Figure 5 depicts the scheme of our proposed embedding algorithm. First, the original MVC video is entropy decoded to get the motion vector. Then, the appropriate motion vectors are selected according to the Threshold. And we also select an appropriate modulation vectors. The encrypted message is embedded into the appropriate motion vector based on modulo modulation. Then, all the motion vectors are entropy coded to get the target embedded video.

**Listing**
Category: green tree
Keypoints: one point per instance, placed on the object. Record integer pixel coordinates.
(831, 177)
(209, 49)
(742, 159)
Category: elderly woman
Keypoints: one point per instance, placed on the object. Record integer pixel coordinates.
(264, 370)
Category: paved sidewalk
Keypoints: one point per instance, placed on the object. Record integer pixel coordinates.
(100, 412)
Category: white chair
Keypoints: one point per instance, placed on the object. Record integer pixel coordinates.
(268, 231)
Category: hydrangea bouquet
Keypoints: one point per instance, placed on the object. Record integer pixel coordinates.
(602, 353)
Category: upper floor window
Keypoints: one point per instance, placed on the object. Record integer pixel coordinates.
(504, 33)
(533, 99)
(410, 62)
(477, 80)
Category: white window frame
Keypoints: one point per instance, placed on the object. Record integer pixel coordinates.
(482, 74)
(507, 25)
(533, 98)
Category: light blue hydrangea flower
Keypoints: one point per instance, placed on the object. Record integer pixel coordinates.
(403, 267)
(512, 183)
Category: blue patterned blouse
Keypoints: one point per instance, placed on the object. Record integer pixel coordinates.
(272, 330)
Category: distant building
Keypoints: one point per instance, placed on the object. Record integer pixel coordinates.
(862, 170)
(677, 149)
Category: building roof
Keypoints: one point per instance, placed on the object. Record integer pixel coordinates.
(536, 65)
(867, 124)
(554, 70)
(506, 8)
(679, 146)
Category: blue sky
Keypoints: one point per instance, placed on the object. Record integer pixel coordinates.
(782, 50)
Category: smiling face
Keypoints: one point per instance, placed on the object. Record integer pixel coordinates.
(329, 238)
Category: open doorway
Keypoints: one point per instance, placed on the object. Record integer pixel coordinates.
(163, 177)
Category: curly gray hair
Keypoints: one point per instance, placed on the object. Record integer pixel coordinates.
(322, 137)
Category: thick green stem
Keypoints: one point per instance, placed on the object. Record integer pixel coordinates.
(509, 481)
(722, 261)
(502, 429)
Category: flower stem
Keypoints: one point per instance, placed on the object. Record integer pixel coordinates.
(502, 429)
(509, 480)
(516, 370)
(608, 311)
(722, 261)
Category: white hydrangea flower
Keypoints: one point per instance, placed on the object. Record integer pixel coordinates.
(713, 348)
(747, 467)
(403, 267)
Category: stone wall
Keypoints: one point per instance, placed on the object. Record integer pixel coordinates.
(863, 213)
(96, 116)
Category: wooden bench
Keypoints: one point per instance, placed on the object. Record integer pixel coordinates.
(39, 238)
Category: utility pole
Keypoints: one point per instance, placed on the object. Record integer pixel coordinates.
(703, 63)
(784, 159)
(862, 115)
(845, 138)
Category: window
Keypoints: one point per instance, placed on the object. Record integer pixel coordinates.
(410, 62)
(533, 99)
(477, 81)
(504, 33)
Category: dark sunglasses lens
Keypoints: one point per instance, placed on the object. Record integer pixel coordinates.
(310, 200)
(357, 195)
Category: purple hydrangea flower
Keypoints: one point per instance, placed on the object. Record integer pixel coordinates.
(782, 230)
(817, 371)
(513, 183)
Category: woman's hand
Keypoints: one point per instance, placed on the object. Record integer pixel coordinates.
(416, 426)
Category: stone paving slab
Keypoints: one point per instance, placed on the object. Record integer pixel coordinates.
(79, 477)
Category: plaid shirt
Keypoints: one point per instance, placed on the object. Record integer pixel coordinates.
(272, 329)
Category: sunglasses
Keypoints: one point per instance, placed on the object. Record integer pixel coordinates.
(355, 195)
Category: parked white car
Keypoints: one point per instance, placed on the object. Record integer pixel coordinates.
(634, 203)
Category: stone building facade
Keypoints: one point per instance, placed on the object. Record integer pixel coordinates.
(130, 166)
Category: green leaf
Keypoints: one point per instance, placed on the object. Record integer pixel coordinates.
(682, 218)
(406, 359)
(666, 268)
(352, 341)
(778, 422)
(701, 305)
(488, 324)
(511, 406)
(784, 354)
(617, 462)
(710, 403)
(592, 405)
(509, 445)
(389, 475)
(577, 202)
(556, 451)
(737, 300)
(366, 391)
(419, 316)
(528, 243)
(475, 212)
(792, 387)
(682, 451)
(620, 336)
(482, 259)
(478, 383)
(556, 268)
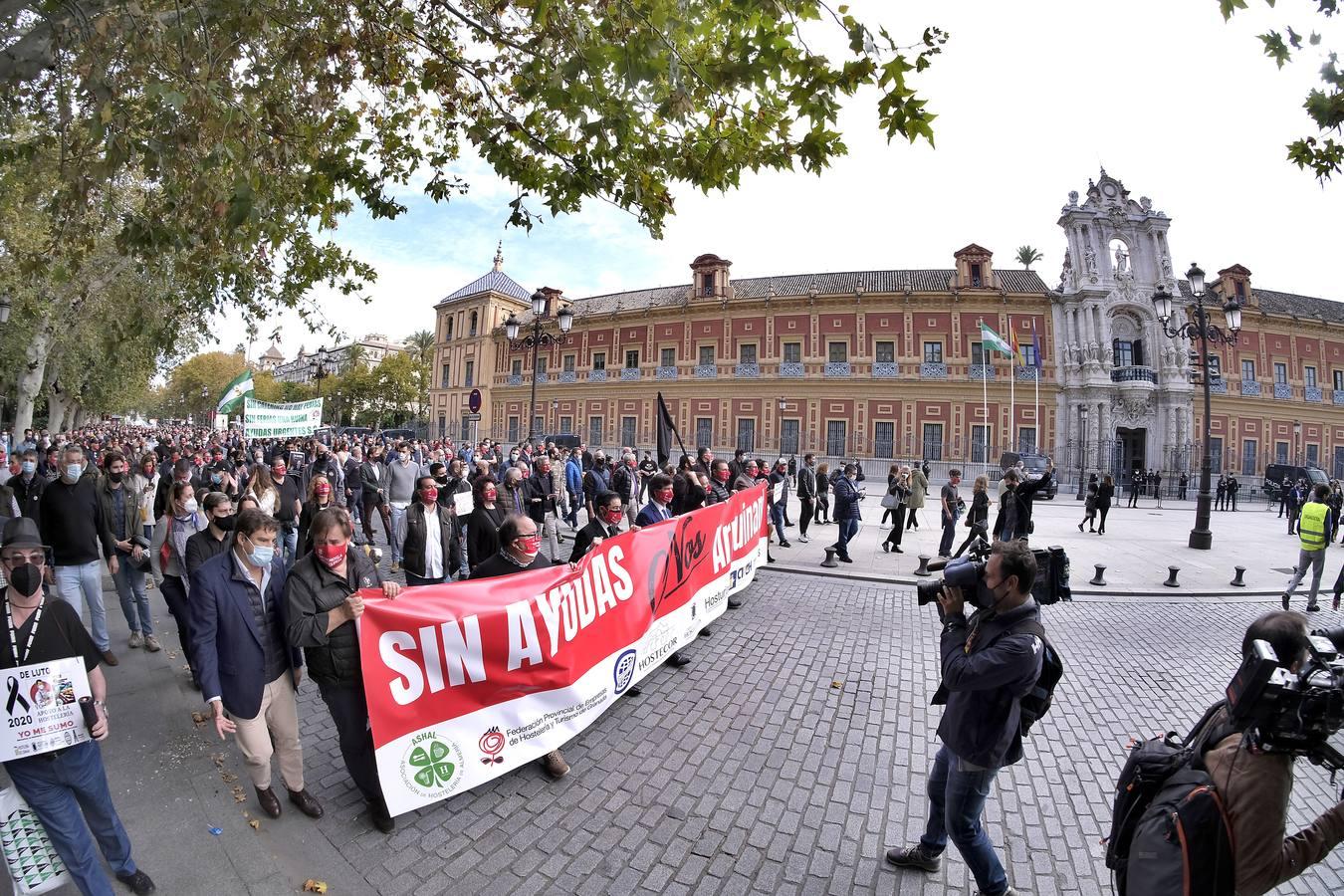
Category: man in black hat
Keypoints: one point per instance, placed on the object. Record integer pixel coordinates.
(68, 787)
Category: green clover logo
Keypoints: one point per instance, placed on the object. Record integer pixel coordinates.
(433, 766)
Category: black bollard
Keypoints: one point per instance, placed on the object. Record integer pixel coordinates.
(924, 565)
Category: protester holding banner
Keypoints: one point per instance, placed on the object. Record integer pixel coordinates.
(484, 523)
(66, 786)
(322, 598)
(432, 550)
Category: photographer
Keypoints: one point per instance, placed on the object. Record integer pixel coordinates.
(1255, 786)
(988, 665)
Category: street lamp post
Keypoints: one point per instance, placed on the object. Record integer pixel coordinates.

---

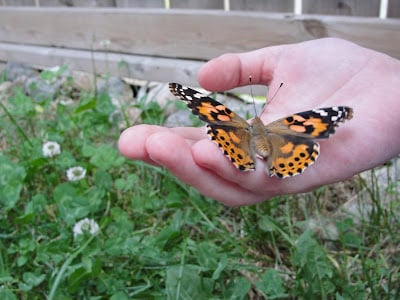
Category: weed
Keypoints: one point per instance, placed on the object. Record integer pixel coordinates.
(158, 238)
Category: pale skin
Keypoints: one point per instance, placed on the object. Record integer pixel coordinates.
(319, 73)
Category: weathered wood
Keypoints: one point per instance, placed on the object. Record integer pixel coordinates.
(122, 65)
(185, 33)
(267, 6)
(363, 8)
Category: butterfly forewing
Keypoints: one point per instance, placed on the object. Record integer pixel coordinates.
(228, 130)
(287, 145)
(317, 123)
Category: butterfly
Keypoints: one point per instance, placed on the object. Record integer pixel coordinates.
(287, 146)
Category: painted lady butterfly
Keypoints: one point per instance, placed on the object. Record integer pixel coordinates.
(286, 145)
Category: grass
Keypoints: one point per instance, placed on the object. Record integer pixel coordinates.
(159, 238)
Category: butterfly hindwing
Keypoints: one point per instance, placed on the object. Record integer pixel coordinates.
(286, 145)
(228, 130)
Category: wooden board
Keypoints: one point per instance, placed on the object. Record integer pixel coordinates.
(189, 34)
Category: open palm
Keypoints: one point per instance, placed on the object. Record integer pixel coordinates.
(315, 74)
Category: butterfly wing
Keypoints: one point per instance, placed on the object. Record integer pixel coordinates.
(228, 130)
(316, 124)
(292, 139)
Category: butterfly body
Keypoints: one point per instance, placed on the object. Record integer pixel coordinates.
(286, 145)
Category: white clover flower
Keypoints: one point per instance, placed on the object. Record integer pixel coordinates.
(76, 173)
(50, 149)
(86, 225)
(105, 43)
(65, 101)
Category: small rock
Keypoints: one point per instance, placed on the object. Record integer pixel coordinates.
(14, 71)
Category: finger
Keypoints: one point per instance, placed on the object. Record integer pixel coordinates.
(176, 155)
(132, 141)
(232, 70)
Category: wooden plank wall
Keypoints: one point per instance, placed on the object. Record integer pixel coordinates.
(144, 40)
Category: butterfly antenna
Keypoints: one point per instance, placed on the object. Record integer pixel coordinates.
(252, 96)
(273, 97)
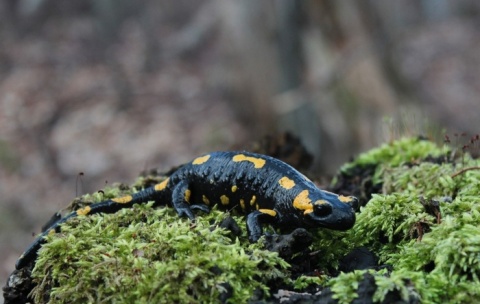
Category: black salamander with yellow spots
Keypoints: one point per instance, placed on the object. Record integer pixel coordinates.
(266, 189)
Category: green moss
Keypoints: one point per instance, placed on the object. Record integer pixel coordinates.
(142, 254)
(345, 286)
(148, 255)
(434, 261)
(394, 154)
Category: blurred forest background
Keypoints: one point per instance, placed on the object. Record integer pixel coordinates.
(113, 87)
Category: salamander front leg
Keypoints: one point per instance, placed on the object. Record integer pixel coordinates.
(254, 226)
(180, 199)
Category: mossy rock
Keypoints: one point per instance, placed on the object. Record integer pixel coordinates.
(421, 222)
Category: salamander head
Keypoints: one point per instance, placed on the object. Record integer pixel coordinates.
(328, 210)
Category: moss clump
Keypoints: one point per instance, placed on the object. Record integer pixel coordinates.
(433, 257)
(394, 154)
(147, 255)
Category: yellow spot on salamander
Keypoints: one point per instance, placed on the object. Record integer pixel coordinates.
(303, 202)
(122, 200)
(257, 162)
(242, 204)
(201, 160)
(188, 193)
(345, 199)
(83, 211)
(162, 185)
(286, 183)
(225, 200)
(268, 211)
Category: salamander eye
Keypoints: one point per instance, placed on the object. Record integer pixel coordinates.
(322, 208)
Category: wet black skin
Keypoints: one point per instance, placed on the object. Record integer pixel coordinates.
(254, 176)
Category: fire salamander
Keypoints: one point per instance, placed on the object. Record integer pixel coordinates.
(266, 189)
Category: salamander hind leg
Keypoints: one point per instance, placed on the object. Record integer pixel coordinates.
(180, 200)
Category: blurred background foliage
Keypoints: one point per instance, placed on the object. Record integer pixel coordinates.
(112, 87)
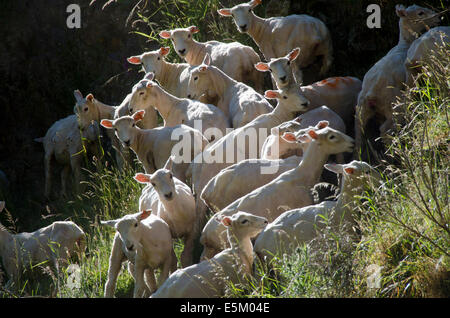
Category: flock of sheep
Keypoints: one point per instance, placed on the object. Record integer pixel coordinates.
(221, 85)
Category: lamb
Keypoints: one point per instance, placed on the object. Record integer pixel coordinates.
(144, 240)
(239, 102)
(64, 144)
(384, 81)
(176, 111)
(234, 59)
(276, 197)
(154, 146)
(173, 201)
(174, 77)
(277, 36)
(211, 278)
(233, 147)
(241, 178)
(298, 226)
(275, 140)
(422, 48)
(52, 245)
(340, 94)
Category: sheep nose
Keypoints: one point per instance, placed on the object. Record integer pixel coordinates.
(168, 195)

**Task set**
**a.** According to the text on the embedding algorithm, what is done to the original MVC video first?
**b.** Translate this sentence from the text on the embedding algorithm into Spanish: "Then, all the motion vectors are entropy coded to get the target embedded video."
**c.** Continue the text on the embedding algorithm, picking up after its last sentence.

**Outputs in order**
**a.** It is entropy decoded to get the motion vector.

**b.** Luego, todos los vectores de movimiento se codifican por entropía para obtener el video de destino con la información incrustada.

**c.**
Fig. 5
figure 5

Proposed data embedding scheme diagram

The data extractor extracts the hidden message as a special decoder and our proposal is straightforward, as shown in Algorithm 2. After data extraction from the consecutive GOPs, the hidden message is reconstructed back by concatenating the extracted bitstream.

figure g

Figure 6 depicts the scheme of our proposed extraction algorithm. First, the embedded MVC video is entropy decoded to get the motion vector. Then, the appropriate motion vectors are selected according to the Threshold. And we also select an appropriate modulation vectors. The encrypted messages are extracted from the appropriate motion vector based on modulo modulation. Then, all the motion vectors are entropy coded to get the target original video.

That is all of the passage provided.